ACTIVITY
Can you transcribe the stretch of the boxing passage from "But Frazier, sweat" through "their previous fights."?

Odder still, at least for anyone with an inkling of what they signify, are a number of crude Nazi symbols tattooed on his massive arms, as opposed to the usual four green dots on the knuckles (the four F’s, remember: find her, feel her, fuck her, forget her) that younger gang members typically plump for. All the same you do have to marvel at the menace the boy effortlessly exudes, dusky arms loosely folded, black hair still wet and draped across an already muscular neck.

You find yourself thinking about everything you’ve seen today, and you think about life. What does it mean to be a child in that moment when those diamond-hard certainties breathed into us at birth first start to slip away? The kids, however, are gaping at the hazy little box, breathing in the energy of what’s happening half a world away — the distant drumbeat now frighteningly close at hand — with all the force of the 28,000 televised fans sucking the air out of the sweltering Araneta Colosseum, in the Philippines, and you should be, too.

 

EVERYTHING THEY EVER TOLD YOU ABOUT
HEAVYWEIGHT
boxing — about power, beauty, reach, intelligence and creativity — points to an early victory by Muhammad Ali over Joe Frazier in tonight’s bout, the third of their epic clashes in the middle of an era that began, as it happened, at precisely the same time as Epuni Boys’ Home, and even now casts an ever-powerful presence over so many of its wards. But everything they told you isn’t necessarily so.

The opening few rounds confirm as much. Ali, the taller and heavier fighter, disdaining his trademark butterfly approach but still keeping his hands characteristically low, moves in confidently on his more economically packaged, rugged-looking opponent with cruel insults and disdainful jabs. Why else would he be fighting flat-footed in the middle of the unusually large ring?

But Frazier, sweat bouncing off his body, is complex, full of surprises, ominously laconic in the exchanges grunted back and forth during the early rounds, and cutting much more of a verbal presence than one has been led to believe of the man sometimes dismissed as twice as black and half as smart as his more popular foe. (Ali: ‘They told me you was through, Joe, they told me you was finished.’ Frazier: ‘They lied.’) And Joe, as they say in the business, has a cold motor; Ali ought to have remembered that from their previous fights.

DATA SUPPLIED
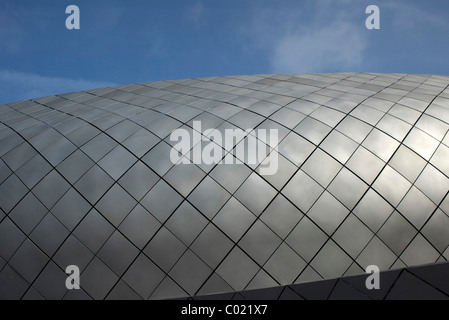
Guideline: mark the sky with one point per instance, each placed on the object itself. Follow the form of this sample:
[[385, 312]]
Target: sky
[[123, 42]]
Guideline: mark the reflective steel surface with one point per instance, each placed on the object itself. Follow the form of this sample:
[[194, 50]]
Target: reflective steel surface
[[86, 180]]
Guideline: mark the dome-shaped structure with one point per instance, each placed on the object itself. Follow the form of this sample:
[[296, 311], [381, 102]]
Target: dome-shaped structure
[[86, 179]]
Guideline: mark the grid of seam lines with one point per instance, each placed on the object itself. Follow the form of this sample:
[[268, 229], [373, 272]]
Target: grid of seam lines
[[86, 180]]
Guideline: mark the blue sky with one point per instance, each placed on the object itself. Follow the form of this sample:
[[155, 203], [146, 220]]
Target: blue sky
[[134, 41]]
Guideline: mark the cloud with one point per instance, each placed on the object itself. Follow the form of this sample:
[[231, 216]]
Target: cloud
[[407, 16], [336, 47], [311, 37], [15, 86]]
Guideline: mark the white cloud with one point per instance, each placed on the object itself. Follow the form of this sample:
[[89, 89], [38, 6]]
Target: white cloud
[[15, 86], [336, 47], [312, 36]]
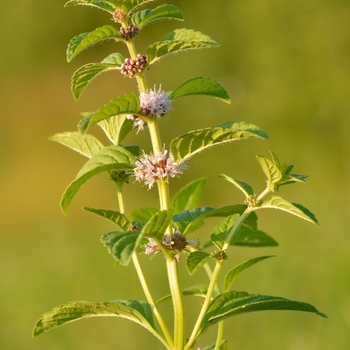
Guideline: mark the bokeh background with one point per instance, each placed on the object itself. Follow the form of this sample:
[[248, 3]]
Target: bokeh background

YOUR RESPONSE
But Frazier, sweat bouncing off his body, is complex, full of surprises, ominously laconic in the exchanges grunted back and forth during the early rounds, and cutting much more of a verbal presence than one has been led to believe of the man sometimes dismissed as twice as black and half as smart as his more popular foe. (Ali: ‘They told me you was through, Joe, they told me you was finished.’ Frazier: ‘They lied.’) And Joe, as they say in the business, has a cold motor; Ali ought to have remembered that from their previous fights.